Entre as histórias que mais envolvem os alunos está a da chegada da penicilina ao Brasil, relatada minuciosamente. "Sou da era pré-antibiótica. Recebi os primeiros lotes de penicilina em 1941 e eles ainda vinham com instruções de uso do Ministério da Saúde da Inglaterra. Antes disso, o tratamento para doenças infecciosas era uma combinação de remédios para a febre, boa alimentação e muito repouso. Para casos de meningite, não havia jeito, eram fatais. A penicilina foi o maior milagre da medicina."
Dos quatro, o médico mais velho é o ginecologista Pedro Camasmie, "91 anos e meio", como ele insiste em repetir. Diariamente, ele bate ponto no Hospital Sírio Libanês, onde passa as manhãs. "É como se minhas pernas não soubessem ir a outro lugar", diz. "Estou viciado."
Camasmie participou da construção do Sírio Libanês. "Minha família era da Sociedade Beneficente de Senhoras, que levantou esse hospital", conta, orgulhoso.
A sociedade, formada em 1921 pela primeira geração de sírios e libaneses de São Paulo, tinha como objetivo angariar fundos para erguer o hospital. "Na década de 30, já estava prontinho para começar a funcionar, mas o prédio foi desapropriado por Ademar de Barros para abrigar uma escola de cadetes", lembra ele. "Até aí, tudo bem. A tristeza foi quando eles saíram, uma década depois. Estava tudo depenado." O Sírio passou a funcionar oficialmente em 1965, com 35 leitos. Hoje, tem cem apartamentos.
PLUMA E CAMISINHA
A história da vida profissional do clínico João Pedro Matta não tem tanta exatidão de datas, mas sobram excentricidades. "No meu auge, na década de 50, fui médico 'oficial' do Teatro Maria Della Costa e da Casa do Ator ", lembra. Não é de bom tom dar nomes de pacientes, naquela época havia promiscuidade nesse meio."
Desse tempo, ele herdou o gosto tanto pelo tema médico (se dedicou à ginecologia), quanto pela arte. Quando não está clinicando, passa o tempo catalogando uma coleção exótica que conquistou nos 60 anos de profissão. A estranha mistura de objetos que ocupa todos os cômodos da sua casa conta, por exemplo, com plumas e máscaras de vedetes, camisinhas e folhetos de campanhas de combate às drogas e à aids das secretarias de Saúde.

* * * *

_Requisitos do exercício_
[1] Segundo o texto sobre médicos veteranos, em que ano o Sírio Libanês passou a funcionar oficialmente?
[2] Transcreva do texto sobre médicos veteranos o trecho que começa em "PLUMA E CAMISINHA" e termina em "secretarias de Saúde.".
A listagem que vem depois do texto é um material independente dele.

* * * *

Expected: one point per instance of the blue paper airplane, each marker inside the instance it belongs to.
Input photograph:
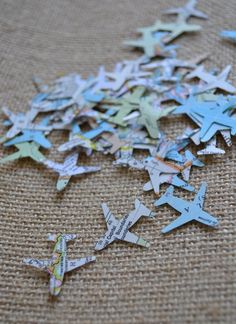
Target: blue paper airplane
(189, 210)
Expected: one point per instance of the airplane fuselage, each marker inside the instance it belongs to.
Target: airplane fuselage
(57, 266)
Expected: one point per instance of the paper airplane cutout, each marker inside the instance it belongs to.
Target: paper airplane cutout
(59, 264)
(150, 115)
(187, 11)
(156, 166)
(212, 81)
(172, 179)
(119, 229)
(21, 122)
(69, 168)
(229, 34)
(25, 149)
(151, 44)
(189, 210)
(211, 148)
(29, 135)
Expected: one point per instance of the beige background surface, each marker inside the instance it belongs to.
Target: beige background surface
(188, 276)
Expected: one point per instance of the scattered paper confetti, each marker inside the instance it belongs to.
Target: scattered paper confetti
(59, 264)
(119, 229)
(189, 210)
(121, 111)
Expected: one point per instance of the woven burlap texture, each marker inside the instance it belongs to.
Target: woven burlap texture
(188, 276)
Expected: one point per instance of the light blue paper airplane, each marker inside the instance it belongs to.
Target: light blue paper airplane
(101, 128)
(187, 11)
(33, 135)
(229, 34)
(189, 210)
(205, 115)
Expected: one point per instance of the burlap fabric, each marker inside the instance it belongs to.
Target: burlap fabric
(188, 276)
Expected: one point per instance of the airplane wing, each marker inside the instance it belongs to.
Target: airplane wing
(225, 86)
(181, 220)
(199, 199)
(109, 217)
(206, 219)
(62, 182)
(73, 264)
(58, 167)
(133, 238)
(148, 186)
(155, 179)
(71, 159)
(151, 125)
(40, 264)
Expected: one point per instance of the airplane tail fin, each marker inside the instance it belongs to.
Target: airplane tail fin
(144, 210)
(190, 157)
(165, 197)
(68, 237)
(195, 73)
(225, 73)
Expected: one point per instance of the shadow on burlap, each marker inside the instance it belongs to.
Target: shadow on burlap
(188, 276)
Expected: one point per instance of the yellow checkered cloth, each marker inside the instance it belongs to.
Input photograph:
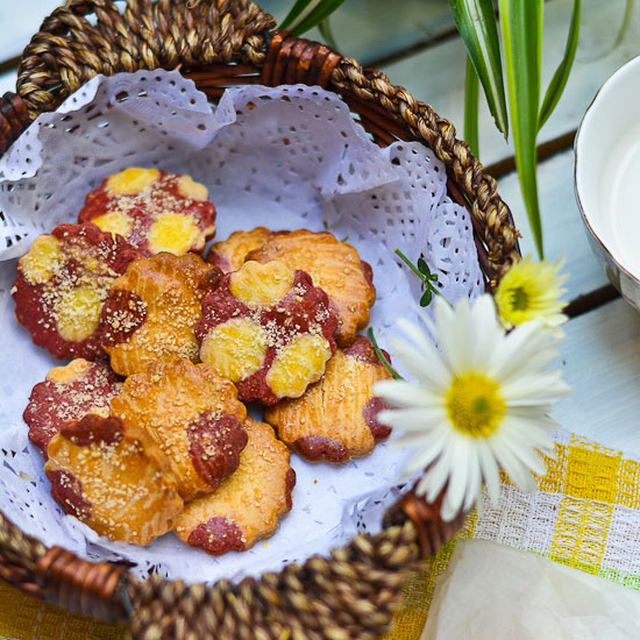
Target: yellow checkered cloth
(586, 514)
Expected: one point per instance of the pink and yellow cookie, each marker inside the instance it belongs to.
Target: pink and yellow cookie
(337, 417)
(268, 329)
(151, 311)
(69, 393)
(229, 254)
(117, 483)
(154, 210)
(194, 417)
(62, 284)
(333, 266)
(249, 504)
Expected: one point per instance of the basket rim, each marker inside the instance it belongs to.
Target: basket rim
(248, 50)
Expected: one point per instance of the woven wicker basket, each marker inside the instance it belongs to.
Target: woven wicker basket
(219, 43)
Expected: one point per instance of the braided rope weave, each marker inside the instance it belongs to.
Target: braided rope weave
(219, 43)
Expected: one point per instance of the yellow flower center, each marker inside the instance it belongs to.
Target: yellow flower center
(475, 405)
(519, 299)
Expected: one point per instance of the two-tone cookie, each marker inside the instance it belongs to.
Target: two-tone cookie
(337, 417)
(268, 329)
(230, 254)
(150, 312)
(62, 284)
(248, 505)
(334, 266)
(69, 393)
(117, 483)
(194, 417)
(153, 210)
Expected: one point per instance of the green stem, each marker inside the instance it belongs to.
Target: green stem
(387, 365)
(409, 264)
(471, 96)
(426, 280)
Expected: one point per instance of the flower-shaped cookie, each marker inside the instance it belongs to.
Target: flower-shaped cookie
(69, 393)
(333, 266)
(193, 415)
(248, 505)
(229, 254)
(152, 309)
(118, 483)
(268, 329)
(154, 210)
(337, 417)
(62, 284)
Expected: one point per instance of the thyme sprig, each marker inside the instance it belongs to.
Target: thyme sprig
(427, 278)
(385, 361)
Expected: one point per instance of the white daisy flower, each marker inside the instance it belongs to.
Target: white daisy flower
(480, 403)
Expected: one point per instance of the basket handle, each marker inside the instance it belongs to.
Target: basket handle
(69, 50)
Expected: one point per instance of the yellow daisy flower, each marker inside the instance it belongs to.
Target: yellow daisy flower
(531, 291)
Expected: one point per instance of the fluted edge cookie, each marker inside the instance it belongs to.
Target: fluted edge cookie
(334, 266)
(117, 483)
(230, 254)
(153, 210)
(69, 393)
(268, 329)
(249, 504)
(151, 311)
(194, 417)
(336, 418)
(62, 284)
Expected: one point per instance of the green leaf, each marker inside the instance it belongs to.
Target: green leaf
(394, 374)
(626, 22)
(561, 75)
(427, 296)
(299, 9)
(476, 22)
(521, 24)
(471, 95)
(306, 14)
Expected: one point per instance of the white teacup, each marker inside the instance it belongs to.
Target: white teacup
(607, 178)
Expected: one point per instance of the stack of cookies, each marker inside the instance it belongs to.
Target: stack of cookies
(146, 430)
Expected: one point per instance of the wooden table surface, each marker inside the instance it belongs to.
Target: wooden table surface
(416, 44)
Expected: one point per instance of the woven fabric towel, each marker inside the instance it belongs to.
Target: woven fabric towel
(586, 514)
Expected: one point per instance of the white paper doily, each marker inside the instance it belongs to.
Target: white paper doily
(284, 157)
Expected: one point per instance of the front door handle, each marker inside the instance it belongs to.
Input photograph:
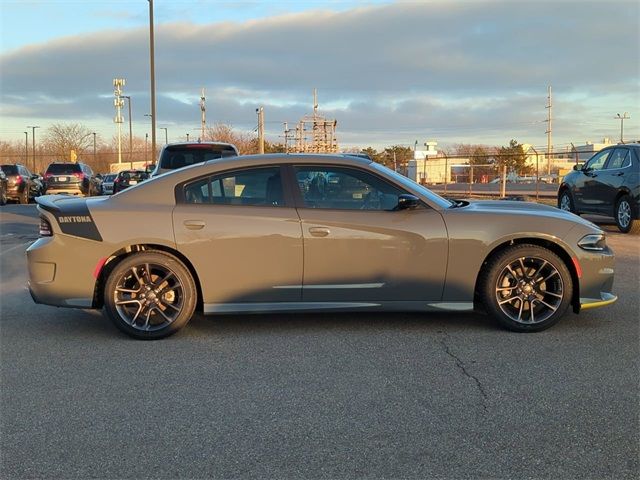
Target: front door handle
(319, 231)
(194, 224)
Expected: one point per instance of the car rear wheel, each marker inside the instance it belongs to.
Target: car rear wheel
(24, 196)
(624, 216)
(150, 295)
(526, 288)
(565, 202)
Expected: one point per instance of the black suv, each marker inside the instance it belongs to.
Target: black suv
(178, 155)
(608, 184)
(22, 185)
(71, 178)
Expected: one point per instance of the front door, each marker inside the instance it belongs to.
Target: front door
(358, 248)
(243, 238)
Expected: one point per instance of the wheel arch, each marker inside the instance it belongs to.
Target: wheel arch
(554, 247)
(119, 255)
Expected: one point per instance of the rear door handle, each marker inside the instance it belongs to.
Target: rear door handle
(319, 231)
(194, 224)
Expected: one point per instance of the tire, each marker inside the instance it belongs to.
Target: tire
(24, 196)
(526, 288)
(154, 306)
(565, 202)
(624, 215)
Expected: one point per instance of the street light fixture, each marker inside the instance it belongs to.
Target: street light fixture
(622, 118)
(33, 143)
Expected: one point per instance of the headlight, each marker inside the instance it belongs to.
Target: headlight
(594, 242)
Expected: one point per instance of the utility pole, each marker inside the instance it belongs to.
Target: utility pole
(260, 112)
(153, 79)
(203, 112)
(286, 138)
(548, 132)
(118, 83)
(622, 118)
(128, 97)
(26, 147)
(33, 144)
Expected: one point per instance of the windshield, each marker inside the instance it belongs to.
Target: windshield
(63, 168)
(416, 187)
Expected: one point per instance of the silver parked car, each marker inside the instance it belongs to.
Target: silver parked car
(282, 233)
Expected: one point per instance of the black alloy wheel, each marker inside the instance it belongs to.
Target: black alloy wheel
(527, 288)
(150, 295)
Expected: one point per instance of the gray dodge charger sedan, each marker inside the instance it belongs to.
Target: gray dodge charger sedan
(284, 233)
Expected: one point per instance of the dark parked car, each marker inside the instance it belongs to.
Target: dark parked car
(128, 178)
(107, 183)
(22, 185)
(72, 179)
(178, 155)
(3, 188)
(608, 184)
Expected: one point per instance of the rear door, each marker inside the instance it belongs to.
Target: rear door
(357, 248)
(243, 235)
(589, 189)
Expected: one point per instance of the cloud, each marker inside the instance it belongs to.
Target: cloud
(437, 68)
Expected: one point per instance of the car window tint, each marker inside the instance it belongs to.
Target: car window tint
(619, 159)
(345, 189)
(260, 186)
(597, 162)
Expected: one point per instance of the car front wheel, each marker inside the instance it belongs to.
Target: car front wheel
(624, 216)
(150, 295)
(526, 288)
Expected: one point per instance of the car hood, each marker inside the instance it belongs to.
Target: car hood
(501, 207)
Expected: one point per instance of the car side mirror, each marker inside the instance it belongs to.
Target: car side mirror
(407, 202)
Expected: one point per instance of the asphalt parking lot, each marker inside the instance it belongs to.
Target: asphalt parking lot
(317, 396)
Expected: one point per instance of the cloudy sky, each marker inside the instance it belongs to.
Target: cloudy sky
(471, 71)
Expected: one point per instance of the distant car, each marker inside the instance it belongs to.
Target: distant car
(128, 178)
(242, 235)
(178, 155)
(107, 183)
(3, 188)
(607, 184)
(22, 185)
(71, 179)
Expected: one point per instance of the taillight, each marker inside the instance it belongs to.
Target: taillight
(45, 228)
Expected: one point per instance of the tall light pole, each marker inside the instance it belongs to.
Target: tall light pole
(128, 97)
(153, 78)
(33, 144)
(118, 83)
(622, 118)
(26, 147)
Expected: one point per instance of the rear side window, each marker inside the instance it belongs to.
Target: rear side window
(619, 159)
(64, 168)
(184, 155)
(10, 169)
(255, 187)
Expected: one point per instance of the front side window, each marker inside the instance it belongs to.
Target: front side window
(345, 189)
(256, 187)
(619, 159)
(597, 162)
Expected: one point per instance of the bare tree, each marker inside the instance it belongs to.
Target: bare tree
(61, 138)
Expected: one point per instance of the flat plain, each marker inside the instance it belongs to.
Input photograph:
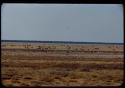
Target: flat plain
(46, 64)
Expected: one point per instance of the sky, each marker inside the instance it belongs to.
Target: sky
(62, 22)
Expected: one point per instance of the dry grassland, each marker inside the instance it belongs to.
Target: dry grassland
(42, 70)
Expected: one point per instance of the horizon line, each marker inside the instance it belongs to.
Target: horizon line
(48, 41)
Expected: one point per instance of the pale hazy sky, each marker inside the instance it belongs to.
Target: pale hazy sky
(62, 22)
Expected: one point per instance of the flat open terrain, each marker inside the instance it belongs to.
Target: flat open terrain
(61, 65)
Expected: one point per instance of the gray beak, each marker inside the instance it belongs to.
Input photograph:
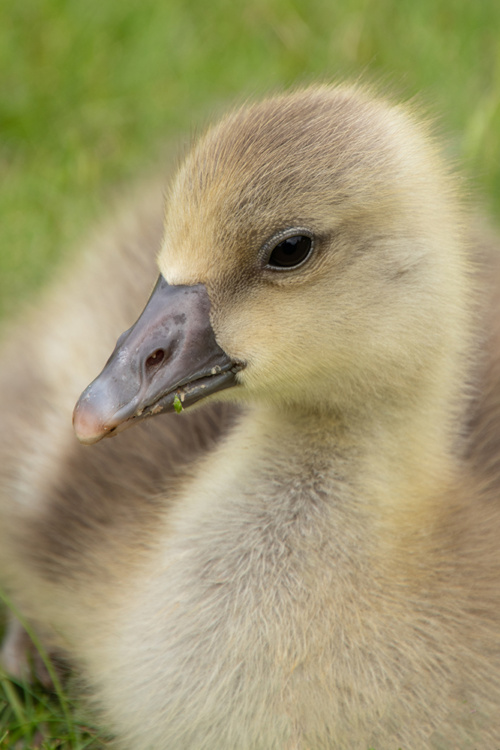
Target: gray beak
(168, 360)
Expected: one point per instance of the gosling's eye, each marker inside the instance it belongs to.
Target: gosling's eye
(291, 252)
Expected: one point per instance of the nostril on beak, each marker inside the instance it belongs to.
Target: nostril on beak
(155, 359)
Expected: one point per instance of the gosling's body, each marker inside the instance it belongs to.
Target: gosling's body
(316, 566)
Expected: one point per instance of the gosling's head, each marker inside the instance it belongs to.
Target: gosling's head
(311, 259)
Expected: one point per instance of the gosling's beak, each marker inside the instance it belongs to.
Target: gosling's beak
(168, 360)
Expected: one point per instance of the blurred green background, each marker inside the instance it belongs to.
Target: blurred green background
(91, 90)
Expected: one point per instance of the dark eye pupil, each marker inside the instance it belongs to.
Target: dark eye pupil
(291, 252)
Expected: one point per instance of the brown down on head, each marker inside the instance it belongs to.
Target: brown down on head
(309, 557)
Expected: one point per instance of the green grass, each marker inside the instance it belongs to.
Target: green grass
(92, 90)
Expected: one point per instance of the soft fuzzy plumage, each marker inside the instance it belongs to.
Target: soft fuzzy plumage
(317, 567)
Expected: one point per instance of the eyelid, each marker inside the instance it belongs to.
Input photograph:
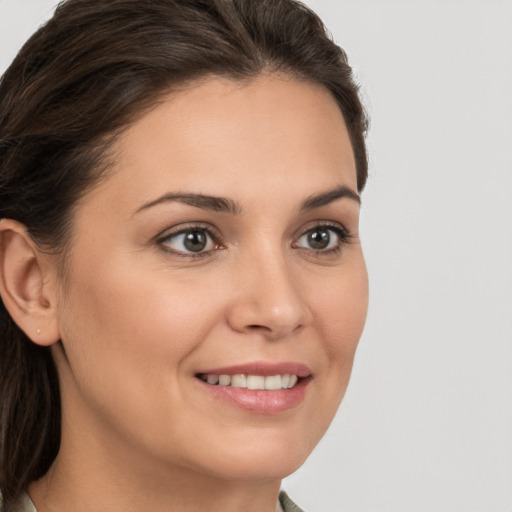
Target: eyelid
(341, 231)
(180, 229)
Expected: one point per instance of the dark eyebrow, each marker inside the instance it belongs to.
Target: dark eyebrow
(324, 198)
(217, 204)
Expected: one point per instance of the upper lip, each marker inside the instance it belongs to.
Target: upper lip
(261, 368)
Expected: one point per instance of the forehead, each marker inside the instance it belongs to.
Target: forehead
(223, 137)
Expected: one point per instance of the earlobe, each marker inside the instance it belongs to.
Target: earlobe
(23, 285)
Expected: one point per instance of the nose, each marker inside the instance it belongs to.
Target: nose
(268, 300)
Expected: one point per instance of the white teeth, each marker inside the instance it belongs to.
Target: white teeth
(224, 380)
(255, 382)
(240, 380)
(273, 382)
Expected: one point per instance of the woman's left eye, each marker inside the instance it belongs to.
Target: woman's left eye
(193, 241)
(322, 239)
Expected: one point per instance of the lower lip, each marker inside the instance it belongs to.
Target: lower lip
(258, 400)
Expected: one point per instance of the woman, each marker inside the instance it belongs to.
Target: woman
(181, 272)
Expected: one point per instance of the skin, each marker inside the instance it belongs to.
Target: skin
(138, 319)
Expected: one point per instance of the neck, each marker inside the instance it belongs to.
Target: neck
(87, 482)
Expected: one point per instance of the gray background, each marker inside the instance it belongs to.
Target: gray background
(427, 421)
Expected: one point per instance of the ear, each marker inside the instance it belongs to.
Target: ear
(26, 286)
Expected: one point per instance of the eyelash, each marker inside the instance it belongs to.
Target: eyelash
(216, 238)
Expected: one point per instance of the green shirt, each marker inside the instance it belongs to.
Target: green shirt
(25, 504)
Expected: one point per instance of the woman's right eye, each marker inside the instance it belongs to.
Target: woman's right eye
(190, 242)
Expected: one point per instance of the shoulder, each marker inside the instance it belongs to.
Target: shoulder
(287, 504)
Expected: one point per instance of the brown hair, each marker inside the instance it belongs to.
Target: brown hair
(76, 83)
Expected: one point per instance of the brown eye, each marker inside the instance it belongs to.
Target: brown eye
(190, 241)
(319, 239)
(322, 239)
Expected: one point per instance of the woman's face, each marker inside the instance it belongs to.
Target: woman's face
(225, 242)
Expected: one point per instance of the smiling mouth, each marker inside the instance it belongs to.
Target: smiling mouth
(255, 382)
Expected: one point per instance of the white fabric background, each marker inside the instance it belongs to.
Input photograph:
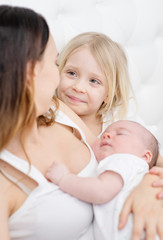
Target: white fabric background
(136, 24)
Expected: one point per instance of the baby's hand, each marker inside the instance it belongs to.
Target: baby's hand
(159, 183)
(56, 172)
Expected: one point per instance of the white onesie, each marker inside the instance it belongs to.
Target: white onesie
(132, 169)
(48, 213)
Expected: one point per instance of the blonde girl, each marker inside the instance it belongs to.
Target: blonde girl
(94, 79)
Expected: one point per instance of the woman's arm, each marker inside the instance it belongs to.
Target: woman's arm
(4, 210)
(146, 208)
(160, 161)
(93, 190)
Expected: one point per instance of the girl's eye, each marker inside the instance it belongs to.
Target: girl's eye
(94, 81)
(71, 73)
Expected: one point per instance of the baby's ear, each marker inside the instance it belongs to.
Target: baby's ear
(147, 156)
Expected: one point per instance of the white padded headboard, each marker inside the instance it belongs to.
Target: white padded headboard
(136, 24)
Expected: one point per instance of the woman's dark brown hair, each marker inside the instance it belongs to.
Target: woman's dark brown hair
(23, 38)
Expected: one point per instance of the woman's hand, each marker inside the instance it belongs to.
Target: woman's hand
(146, 208)
(159, 183)
(56, 172)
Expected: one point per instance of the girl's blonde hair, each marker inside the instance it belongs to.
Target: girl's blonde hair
(113, 63)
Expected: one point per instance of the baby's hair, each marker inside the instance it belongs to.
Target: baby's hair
(113, 62)
(151, 143)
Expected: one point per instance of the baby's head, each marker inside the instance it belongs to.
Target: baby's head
(112, 62)
(127, 137)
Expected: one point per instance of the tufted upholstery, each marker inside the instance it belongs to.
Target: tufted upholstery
(136, 24)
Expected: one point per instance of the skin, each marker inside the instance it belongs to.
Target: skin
(122, 137)
(83, 87)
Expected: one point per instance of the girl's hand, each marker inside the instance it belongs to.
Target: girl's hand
(147, 210)
(56, 172)
(159, 183)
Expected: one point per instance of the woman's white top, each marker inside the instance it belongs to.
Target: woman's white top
(48, 213)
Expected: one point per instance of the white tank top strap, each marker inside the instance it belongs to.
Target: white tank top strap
(64, 119)
(24, 167)
(17, 182)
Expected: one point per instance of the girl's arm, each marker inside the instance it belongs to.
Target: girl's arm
(94, 190)
(146, 208)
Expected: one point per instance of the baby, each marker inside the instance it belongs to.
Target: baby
(125, 152)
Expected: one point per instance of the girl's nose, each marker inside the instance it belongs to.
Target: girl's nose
(79, 86)
(106, 135)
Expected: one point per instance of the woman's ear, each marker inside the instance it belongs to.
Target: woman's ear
(147, 156)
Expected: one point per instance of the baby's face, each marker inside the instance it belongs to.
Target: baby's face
(120, 137)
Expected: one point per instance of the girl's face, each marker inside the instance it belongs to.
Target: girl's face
(46, 78)
(83, 86)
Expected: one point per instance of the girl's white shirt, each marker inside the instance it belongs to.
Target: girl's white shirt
(48, 213)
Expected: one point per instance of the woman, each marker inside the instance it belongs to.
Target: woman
(30, 206)
(30, 140)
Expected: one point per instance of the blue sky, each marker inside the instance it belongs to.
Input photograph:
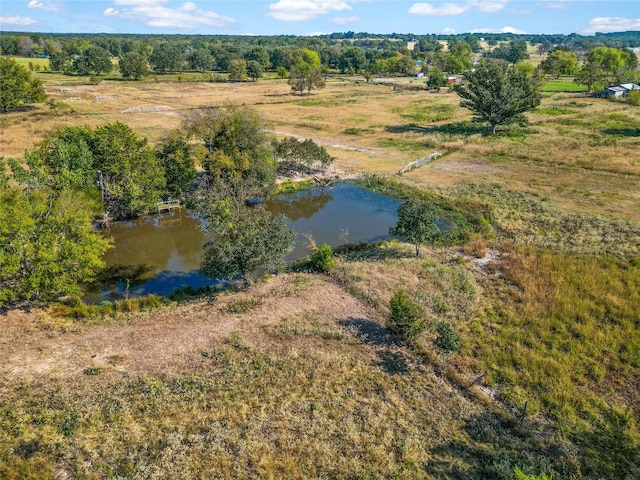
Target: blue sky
(308, 17)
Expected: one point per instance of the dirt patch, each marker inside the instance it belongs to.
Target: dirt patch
(172, 338)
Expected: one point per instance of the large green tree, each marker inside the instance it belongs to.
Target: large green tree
(248, 240)
(133, 65)
(48, 247)
(132, 174)
(178, 158)
(235, 147)
(93, 61)
(17, 87)
(417, 223)
(560, 62)
(498, 94)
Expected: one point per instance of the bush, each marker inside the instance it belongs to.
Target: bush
(447, 339)
(321, 260)
(406, 317)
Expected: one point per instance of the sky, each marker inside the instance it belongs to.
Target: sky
(314, 17)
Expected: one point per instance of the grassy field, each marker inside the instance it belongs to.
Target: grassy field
(299, 376)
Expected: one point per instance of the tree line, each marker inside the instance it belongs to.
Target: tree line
(50, 204)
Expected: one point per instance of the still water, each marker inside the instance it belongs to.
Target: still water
(160, 253)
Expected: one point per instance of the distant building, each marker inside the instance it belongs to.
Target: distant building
(618, 91)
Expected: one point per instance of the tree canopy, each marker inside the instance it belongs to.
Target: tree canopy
(498, 94)
(47, 243)
(17, 87)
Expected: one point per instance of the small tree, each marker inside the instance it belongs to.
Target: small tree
(255, 69)
(249, 240)
(417, 223)
(302, 78)
(237, 70)
(17, 87)
(133, 65)
(437, 78)
(498, 94)
(405, 317)
(321, 260)
(93, 61)
(447, 340)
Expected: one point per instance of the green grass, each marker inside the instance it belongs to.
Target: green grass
(563, 86)
(38, 64)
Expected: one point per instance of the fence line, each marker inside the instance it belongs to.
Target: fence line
(420, 162)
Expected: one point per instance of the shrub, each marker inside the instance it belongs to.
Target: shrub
(321, 260)
(406, 317)
(447, 339)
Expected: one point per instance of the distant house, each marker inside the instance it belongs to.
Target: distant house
(618, 91)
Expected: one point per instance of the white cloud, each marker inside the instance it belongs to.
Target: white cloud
(426, 9)
(303, 10)
(488, 5)
(344, 20)
(448, 9)
(612, 24)
(498, 30)
(152, 13)
(17, 20)
(47, 6)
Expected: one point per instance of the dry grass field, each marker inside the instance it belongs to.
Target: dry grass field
(579, 152)
(298, 376)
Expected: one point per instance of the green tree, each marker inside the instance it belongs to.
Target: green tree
(605, 65)
(178, 159)
(93, 61)
(249, 240)
(61, 61)
(48, 247)
(458, 58)
(417, 223)
(66, 155)
(236, 147)
(17, 87)
(255, 69)
(167, 58)
(237, 70)
(560, 62)
(306, 79)
(260, 55)
(201, 59)
(300, 155)
(447, 339)
(498, 94)
(353, 60)
(437, 78)
(405, 317)
(133, 175)
(133, 65)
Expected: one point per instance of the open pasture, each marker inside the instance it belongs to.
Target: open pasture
(578, 152)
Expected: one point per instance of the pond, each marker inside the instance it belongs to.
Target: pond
(157, 254)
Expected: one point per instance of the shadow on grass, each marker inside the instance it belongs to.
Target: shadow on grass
(369, 331)
(465, 129)
(496, 446)
(625, 132)
(391, 361)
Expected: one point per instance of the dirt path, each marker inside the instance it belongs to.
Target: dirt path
(167, 340)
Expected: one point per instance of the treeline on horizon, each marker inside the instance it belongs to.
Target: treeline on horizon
(117, 44)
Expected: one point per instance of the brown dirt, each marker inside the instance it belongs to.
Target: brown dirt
(32, 345)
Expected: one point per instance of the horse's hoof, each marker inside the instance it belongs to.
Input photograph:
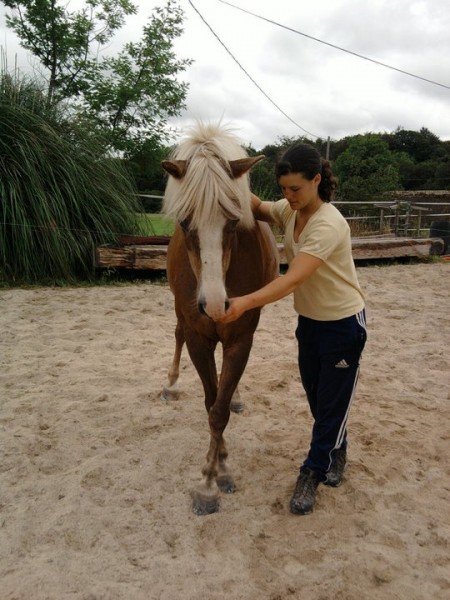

* * * *

_Exercício resolvido_
[1] Em 1965.

[2]
PLUMA E CAMISINHA
A história da vida profissional do clínico João Pedro Matta não tem tanta exatidão de datas, mas sobram excentricidades. "No meu auge, na década de 50, fui médico 'oficial' do Teatro Maria Della Costa e da Casa do Ator ", lembra. Não é de bom tom dar nomes de pacientes, naquela época havia promiscuidade nesse meio."
Desse tempo, ele herdou o gosto tanto pelo tema médico (se dedicou à ginecologia), quanto pela arte. Quando não está clinicando, passa o tempo catalogando uma coleção exótica que conquistou nos 60 anos de profissão. A estranha mistura de objetos que ocupa todos os cômodos da sua casa conta, por exemplo, com plumas e máscaras de vedetes, camisinhas e folhetos de campanhas de combate às drogas e à aids das secretarias de Saúde.